- Task directions:
Turn every line of the records below into a JSON list of strings, one string per line, and leave out the blank lines.

☆ ☆ ☆ ☆

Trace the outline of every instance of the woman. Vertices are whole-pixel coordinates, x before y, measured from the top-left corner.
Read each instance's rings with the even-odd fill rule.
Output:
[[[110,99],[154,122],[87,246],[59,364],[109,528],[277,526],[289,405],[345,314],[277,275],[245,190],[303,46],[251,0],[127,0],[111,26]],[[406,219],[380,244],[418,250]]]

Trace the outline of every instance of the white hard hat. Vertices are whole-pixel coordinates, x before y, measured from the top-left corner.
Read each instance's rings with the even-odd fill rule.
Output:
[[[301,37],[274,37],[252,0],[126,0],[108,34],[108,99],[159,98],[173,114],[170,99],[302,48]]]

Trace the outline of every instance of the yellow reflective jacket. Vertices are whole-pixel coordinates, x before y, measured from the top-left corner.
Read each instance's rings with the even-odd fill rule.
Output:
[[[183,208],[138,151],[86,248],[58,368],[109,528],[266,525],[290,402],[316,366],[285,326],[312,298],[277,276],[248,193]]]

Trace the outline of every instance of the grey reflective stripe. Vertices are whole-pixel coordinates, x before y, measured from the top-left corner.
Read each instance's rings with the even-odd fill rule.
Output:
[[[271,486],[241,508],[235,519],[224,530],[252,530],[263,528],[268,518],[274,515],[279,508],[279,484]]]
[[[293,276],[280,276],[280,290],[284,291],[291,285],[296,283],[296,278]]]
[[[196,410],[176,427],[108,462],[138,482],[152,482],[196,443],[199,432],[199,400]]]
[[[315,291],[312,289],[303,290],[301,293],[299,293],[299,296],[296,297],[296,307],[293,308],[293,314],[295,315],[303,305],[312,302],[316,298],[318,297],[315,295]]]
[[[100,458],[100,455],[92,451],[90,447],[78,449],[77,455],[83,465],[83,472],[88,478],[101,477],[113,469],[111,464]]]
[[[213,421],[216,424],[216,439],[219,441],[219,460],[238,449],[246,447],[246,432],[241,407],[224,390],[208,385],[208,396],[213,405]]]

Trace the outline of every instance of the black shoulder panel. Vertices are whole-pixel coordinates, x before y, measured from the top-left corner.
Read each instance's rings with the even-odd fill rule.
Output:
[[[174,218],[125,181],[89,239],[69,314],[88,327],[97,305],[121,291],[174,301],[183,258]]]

☆ ☆ ☆ ☆

- Task result:
[
  "Trace the outline of every instance of the woman. Vertices are whole-pixel coordinates, x before y, measured from the top-left corner.",
  "Read each instance's rings with the even-odd fill rule.",
  "Output:",
  "[[[110,99],[154,122],[87,246],[59,364],[109,528],[277,526],[289,405],[345,314],[277,275],[245,190],[303,46],[251,0],[127,0],[111,26]],[[406,219],[380,244],[418,250]]]",
  "Trace the outline of every instance of the white hard hat. Vertices are whole-pixel coordinates, x before y, measured from the top-left corner.",
  "Read each instance's rings with the even-odd fill rule.",
  "Output:",
  "[[[301,37],[274,37],[252,0],[126,0],[108,34],[108,99],[159,98],[173,114],[170,99],[302,48]]]",
  "Trace the outline of every instance of the yellow reflective jacket. Vertices are whole-pixel coordinates, x before y, measured from the top-left corner.",
  "Read each instance's rings with the even-odd fill rule.",
  "Output:",
  "[[[183,208],[138,151],[86,248],[58,368],[109,528],[266,525],[290,402],[316,366],[285,326],[312,298],[277,276],[248,193]]]",
  "Trace the outline of every instance of the grey reflective stripe. Vertices are whole-pixel coordinates, x before y, measured from the top-left corner.",
  "Read each instance's rings with the even-odd fill rule.",
  "Output:",
  "[[[271,486],[241,508],[235,519],[224,530],[252,530],[263,528],[268,518],[274,515],[279,508],[279,484]]]",
  "[[[293,276],[280,276],[280,290],[284,291],[291,285],[296,283],[296,278]]]",
  "[[[196,410],[176,427],[108,462],[138,482],[152,482],[196,443],[199,432],[199,400]]]",
  "[[[315,291],[312,289],[303,290],[301,293],[299,293],[299,296],[296,297],[296,307],[293,308],[293,314],[295,315],[303,305],[312,302],[316,298],[318,297],[315,295]]]",
  "[[[100,458],[100,455],[92,451],[90,447],[78,449],[77,455],[83,465],[83,472],[88,478],[101,477],[113,469],[111,464]]]",
  "[[[213,421],[216,424],[216,439],[219,441],[219,460],[238,449],[246,447],[246,432],[241,407],[224,390],[208,385],[208,396],[213,405]]]",
  "Trace the outline of every instance of the black shoulder panel. Vertices are whole-pixel coordinates, x before y, measured from the top-left corner.",
  "Read each instance's rings with the even-odd fill rule.",
  "Output:",
  "[[[174,218],[125,181],[89,239],[69,314],[88,327],[97,305],[121,291],[174,301],[183,258]]]"
]